= TASK GOAL =
Can you pull out every line of the entries below that contains the word “curved”, treating uppercase and lowercase letters as different?

= DATA PROVIDED =

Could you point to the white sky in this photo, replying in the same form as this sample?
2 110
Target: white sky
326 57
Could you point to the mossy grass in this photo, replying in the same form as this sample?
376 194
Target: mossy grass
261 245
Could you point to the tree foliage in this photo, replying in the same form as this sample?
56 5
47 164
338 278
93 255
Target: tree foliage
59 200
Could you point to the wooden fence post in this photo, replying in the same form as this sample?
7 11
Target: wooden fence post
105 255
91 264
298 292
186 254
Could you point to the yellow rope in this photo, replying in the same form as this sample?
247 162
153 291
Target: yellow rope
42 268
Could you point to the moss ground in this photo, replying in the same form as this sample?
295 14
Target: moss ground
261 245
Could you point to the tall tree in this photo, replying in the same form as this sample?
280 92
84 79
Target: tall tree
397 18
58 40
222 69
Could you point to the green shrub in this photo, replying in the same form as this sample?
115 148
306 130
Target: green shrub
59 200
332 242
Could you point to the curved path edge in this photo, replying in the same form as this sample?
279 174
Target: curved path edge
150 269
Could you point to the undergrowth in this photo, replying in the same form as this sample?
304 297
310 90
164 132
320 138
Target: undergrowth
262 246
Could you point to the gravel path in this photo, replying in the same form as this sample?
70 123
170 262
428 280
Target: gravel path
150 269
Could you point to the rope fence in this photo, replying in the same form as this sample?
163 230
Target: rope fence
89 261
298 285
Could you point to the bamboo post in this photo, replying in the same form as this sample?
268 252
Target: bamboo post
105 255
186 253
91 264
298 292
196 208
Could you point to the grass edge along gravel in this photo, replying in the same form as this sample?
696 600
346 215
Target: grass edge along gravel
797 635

---

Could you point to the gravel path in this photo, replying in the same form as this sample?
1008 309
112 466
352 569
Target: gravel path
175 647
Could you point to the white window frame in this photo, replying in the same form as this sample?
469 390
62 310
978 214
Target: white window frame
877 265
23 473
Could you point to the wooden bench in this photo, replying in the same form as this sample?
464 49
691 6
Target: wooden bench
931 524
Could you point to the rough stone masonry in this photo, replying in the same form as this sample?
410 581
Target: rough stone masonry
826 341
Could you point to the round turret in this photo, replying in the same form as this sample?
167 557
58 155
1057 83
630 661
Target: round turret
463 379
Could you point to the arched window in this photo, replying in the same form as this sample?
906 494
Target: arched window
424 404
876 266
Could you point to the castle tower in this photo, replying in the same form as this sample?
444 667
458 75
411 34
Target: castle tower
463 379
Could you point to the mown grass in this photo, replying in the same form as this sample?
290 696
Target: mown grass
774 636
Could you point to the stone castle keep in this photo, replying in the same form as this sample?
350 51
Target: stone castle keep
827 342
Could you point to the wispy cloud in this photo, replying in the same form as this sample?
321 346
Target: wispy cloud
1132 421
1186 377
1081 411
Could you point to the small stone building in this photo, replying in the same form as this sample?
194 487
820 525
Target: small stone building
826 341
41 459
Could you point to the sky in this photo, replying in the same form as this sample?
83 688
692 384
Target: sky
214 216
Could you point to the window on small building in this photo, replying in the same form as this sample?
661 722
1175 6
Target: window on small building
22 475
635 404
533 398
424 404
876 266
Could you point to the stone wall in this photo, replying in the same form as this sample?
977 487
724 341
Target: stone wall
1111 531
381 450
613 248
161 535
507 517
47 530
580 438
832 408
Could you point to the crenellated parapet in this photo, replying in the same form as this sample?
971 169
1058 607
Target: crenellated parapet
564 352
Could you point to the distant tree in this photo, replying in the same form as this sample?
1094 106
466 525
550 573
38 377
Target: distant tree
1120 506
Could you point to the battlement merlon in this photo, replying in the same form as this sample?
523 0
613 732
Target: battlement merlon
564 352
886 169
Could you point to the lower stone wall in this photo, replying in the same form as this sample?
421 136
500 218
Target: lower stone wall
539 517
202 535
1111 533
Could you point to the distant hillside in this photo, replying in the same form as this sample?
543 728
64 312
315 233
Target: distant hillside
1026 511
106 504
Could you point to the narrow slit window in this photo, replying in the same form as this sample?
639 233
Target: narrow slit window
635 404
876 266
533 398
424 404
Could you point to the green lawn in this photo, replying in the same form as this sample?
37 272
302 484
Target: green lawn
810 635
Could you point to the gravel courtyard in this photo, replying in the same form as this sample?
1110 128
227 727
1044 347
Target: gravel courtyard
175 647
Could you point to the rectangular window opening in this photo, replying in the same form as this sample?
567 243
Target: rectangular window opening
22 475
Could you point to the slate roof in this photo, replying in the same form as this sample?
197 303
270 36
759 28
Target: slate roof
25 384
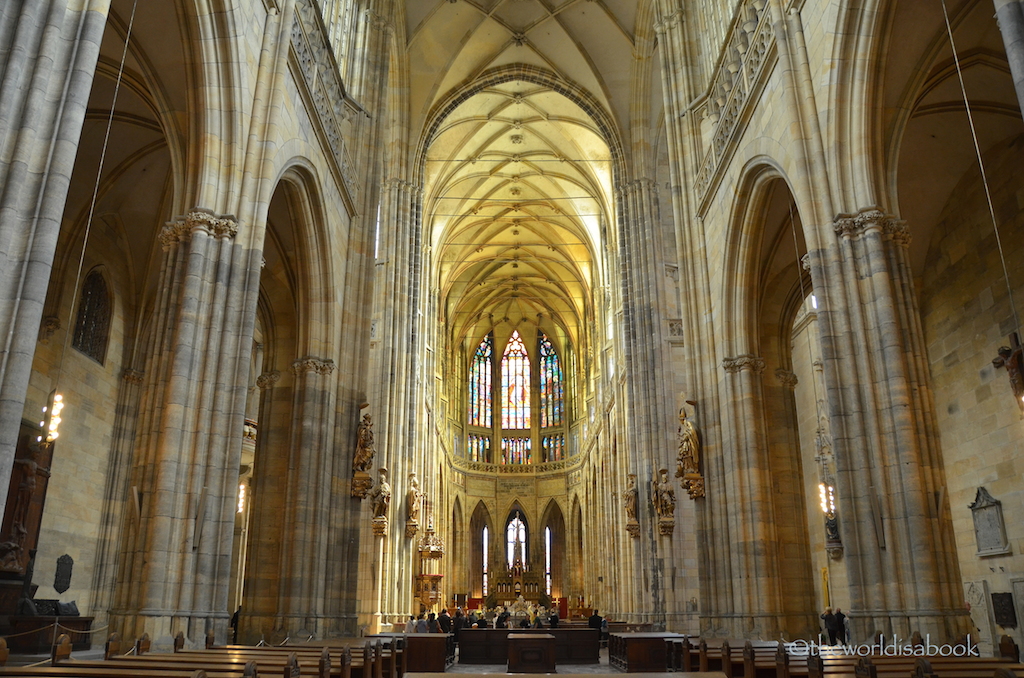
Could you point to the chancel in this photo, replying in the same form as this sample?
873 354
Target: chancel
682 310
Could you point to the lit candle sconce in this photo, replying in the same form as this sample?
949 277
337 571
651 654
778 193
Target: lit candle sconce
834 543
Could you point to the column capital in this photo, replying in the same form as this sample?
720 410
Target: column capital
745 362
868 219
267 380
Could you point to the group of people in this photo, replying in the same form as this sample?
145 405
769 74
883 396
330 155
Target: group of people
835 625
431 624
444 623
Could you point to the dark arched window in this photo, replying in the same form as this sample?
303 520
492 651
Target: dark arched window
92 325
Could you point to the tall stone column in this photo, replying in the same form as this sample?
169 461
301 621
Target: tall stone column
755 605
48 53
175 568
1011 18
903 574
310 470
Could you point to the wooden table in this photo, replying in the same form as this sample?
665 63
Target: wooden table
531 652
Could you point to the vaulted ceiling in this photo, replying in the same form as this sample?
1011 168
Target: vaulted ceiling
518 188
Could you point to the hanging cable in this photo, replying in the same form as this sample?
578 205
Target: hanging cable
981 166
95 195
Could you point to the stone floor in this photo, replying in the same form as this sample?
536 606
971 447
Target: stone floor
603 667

--

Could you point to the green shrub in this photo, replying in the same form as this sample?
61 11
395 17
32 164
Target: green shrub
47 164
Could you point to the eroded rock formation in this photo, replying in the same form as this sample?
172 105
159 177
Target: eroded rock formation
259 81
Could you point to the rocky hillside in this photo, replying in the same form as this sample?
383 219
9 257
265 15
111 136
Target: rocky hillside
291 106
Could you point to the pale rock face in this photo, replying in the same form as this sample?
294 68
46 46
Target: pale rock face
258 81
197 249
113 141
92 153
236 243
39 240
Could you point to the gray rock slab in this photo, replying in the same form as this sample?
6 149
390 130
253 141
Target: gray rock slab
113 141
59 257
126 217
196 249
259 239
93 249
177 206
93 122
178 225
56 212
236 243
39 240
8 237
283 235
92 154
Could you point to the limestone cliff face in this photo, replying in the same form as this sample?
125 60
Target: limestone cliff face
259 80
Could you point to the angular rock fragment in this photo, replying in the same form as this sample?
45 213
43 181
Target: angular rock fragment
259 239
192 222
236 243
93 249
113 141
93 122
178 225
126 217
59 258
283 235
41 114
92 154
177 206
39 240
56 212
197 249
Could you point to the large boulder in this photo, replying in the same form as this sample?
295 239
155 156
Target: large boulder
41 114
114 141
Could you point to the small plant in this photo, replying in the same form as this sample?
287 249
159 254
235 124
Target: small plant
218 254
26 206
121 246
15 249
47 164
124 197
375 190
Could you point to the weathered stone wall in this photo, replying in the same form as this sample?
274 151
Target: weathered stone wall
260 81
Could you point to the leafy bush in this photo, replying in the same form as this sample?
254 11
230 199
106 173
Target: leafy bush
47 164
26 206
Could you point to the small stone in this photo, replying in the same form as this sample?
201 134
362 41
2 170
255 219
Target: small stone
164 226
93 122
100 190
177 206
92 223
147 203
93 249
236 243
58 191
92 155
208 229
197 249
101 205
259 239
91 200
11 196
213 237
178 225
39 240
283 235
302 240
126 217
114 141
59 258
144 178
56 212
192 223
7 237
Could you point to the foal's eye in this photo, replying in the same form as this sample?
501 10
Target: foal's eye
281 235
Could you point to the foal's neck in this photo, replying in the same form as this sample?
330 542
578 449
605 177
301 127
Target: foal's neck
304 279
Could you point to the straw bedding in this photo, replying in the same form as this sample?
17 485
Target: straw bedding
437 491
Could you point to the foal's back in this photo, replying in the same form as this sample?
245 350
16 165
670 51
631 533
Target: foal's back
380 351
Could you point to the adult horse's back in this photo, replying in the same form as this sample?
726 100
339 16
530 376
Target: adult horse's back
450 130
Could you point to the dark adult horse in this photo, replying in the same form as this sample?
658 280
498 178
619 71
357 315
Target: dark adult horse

= OUTPUT FOR THIS TASK =
Could you point to the curved path edge in this photo, replying in the same form as this sample?
Target: curved path edge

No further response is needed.